* _DATASET RECORDS_:
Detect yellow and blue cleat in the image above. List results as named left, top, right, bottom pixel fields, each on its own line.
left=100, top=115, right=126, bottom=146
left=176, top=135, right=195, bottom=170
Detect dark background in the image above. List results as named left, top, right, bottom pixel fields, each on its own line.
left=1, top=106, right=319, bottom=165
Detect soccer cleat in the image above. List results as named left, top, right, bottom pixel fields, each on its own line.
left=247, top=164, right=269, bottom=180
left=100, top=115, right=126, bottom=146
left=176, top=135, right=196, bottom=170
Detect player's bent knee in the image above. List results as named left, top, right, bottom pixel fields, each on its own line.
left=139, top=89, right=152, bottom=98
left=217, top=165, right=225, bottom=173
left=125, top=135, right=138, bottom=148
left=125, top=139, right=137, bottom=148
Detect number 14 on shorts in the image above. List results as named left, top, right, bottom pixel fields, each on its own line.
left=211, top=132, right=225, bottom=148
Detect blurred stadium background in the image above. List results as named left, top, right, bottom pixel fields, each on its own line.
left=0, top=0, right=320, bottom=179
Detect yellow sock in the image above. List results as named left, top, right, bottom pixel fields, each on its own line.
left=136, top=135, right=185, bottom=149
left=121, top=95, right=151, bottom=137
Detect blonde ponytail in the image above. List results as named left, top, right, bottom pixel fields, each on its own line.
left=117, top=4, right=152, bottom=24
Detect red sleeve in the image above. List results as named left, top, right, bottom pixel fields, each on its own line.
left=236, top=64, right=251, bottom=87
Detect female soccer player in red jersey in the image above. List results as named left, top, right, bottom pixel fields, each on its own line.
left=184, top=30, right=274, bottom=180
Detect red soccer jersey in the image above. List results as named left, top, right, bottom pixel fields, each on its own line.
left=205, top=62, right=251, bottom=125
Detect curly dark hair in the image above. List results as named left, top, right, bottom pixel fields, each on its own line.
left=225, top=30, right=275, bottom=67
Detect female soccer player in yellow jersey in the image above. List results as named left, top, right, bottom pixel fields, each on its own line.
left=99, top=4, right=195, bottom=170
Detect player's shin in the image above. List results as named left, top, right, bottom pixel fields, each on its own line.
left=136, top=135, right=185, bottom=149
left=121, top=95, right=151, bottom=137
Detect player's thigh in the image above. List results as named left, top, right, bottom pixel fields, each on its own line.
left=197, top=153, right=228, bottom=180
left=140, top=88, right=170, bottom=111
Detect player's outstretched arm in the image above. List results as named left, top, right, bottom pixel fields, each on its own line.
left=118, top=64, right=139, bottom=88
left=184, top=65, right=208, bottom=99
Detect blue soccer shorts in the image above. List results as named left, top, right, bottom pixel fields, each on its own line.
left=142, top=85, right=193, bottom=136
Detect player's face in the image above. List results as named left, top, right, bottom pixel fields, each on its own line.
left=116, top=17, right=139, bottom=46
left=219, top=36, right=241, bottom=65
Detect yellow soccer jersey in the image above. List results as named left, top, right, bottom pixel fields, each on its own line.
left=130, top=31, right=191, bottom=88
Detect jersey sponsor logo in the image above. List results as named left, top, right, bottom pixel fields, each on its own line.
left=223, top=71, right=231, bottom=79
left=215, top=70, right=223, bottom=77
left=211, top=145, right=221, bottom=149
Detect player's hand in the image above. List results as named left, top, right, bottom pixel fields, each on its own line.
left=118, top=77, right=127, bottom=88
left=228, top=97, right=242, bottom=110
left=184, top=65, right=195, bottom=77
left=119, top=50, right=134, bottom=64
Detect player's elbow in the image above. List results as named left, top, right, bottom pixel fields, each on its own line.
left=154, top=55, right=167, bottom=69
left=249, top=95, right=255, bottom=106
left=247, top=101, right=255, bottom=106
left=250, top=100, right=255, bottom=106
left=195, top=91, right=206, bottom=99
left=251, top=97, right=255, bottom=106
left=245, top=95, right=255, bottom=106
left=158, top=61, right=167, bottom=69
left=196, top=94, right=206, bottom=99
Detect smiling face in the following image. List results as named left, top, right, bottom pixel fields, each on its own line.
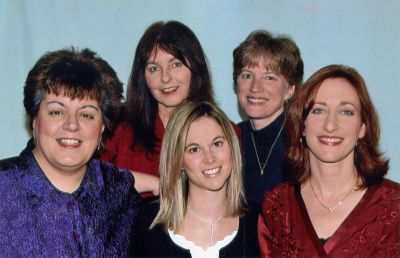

* _WHAT TO WORK ON_:
The entries are to be restated word for word, with pictures omitted.

* _COMPLETED TASK_:
Detect yellow and blue cleat in the image above. List results as named left, top, right, bottom pixel fields, each on its own line.
left=100, top=115, right=126, bottom=146
left=176, top=135, right=195, bottom=170
Detect dark background in the image above. List results as named left, top, right, bottom pixel fields, each on its own line.
left=1, top=106, right=319, bottom=165
Detect soccer cleat in the image above. List results as named left, top, right, bottom pixel fields, each on its own line.
left=247, top=164, right=269, bottom=180
left=100, top=115, right=126, bottom=146
left=176, top=135, right=196, bottom=170
Detect player's bent knee in the image above. List results as named left, top, right, bottom pixel fields, each on its own line.
left=139, top=89, right=152, bottom=98
left=217, top=165, right=225, bottom=173
left=125, top=135, right=138, bottom=148
left=125, top=139, right=137, bottom=148
Detect number 14 on shorts in the image above. List results as named left, top, right, bottom pixel fields, each on its own line.
left=211, top=132, right=225, bottom=148
Detect blurred stadium background in the image above. List results as named left, top, right, bottom pixel fields, each on its own line.
left=0, top=0, right=320, bottom=179
Detect yellow sock in the image above. List results as named left, top, right, bottom pixel fields, each on its own line.
left=136, top=135, right=185, bottom=149
left=121, top=95, right=151, bottom=137
Detect blonde ponytail in the image above. List results as named left, top, right, bottom pixel fields, each on its own line.
left=117, top=4, right=152, bottom=24
Detect red sleeve in the image above. List results as named left, top, right, bottom pixel fields, each on its own line.
left=236, top=64, right=251, bottom=87
Detect female soccer player in red jersey in the image above. List results as named left, top, right, bottom pixel fields, each on its own line.
left=184, top=30, right=274, bottom=180
Detect red soccer jersey in the image above. List results as named left, top, right, bottom pixel fields, each on its own line.
left=205, top=62, right=251, bottom=125
Detect curly dark hair in the image above. List results as named left, top, right, bottom pixel fields, each on its own line.
left=225, top=30, right=275, bottom=67
Detect female soccer player in yellow jersey in the image above. List results as named left, top, right, bottom pixel fields, each on its own line.
left=99, top=4, right=195, bottom=170
Detect player's shin in the image above. List results as named left, top, right, bottom pixel fields, each on its own line.
left=136, top=135, right=185, bottom=149
left=121, top=95, right=151, bottom=137
Detect player's thigh in the image above. List results as named left, top, right, bottom pixel fields, each on its own line.
left=197, top=153, right=228, bottom=180
left=140, top=88, right=170, bottom=111
Detect player's outstretched arm in the image above. List results as named left, top, right, bottom pixel fields, each on its own line.
left=118, top=64, right=139, bottom=88
left=184, top=65, right=208, bottom=99
Detect blue soccer shorts in the image above. List results as named left, top, right, bottom pixel fields, each on its own line.
left=142, top=85, right=193, bottom=136
Detect player's face in the image above. List results as named left, top, right, bottom pixel fields, each on its own line.
left=116, top=17, right=139, bottom=46
left=219, top=36, right=241, bottom=65
Detect yellow soccer jersey in the image above. List results as named left, top, right, bottom pixel fields, each on its own line.
left=130, top=31, right=191, bottom=88
Detect jersey sponsor logo in the image above. List results as named left, top, right, bottom pixel fields, each on its own line.
left=223, top=71, right=231, bottom=79
left=215, top=70, right=223, bottom=77
left=211, top=145, right=221, bottom=149
Detect player's hand in the image above. List results as named left, top, right, bottom pixel fields, each on its own line.
left=118, top=77, right=127, bottom=88
left=228, top=97, right=242, bottom=110
left=184, top=65, right=195, bottom=77
left=119, top=50, right=134, bottom=64
Detect player's elbow in the image above. List results as named left, top, right, bottom pixel fields, each on its own line.
left=154, top=55, right=167, bottom=69
left=249, top=95, right=255, bottom=106
left=247, top=101, right=255, bottom=106
left=250, top=100, right=255, bottom=106
left=195, top=91, right=206, bottom=99
left=251, top=97, right=255, bottom=106
left=245, top=95, right=255, bottom=106
left=158, top=61, right=167, bottom=69
left=196, top=94, right=206, bottom=99
Detect smiling face in the following image. List results as named left, top, right, bottom pixel fields, each on its own line.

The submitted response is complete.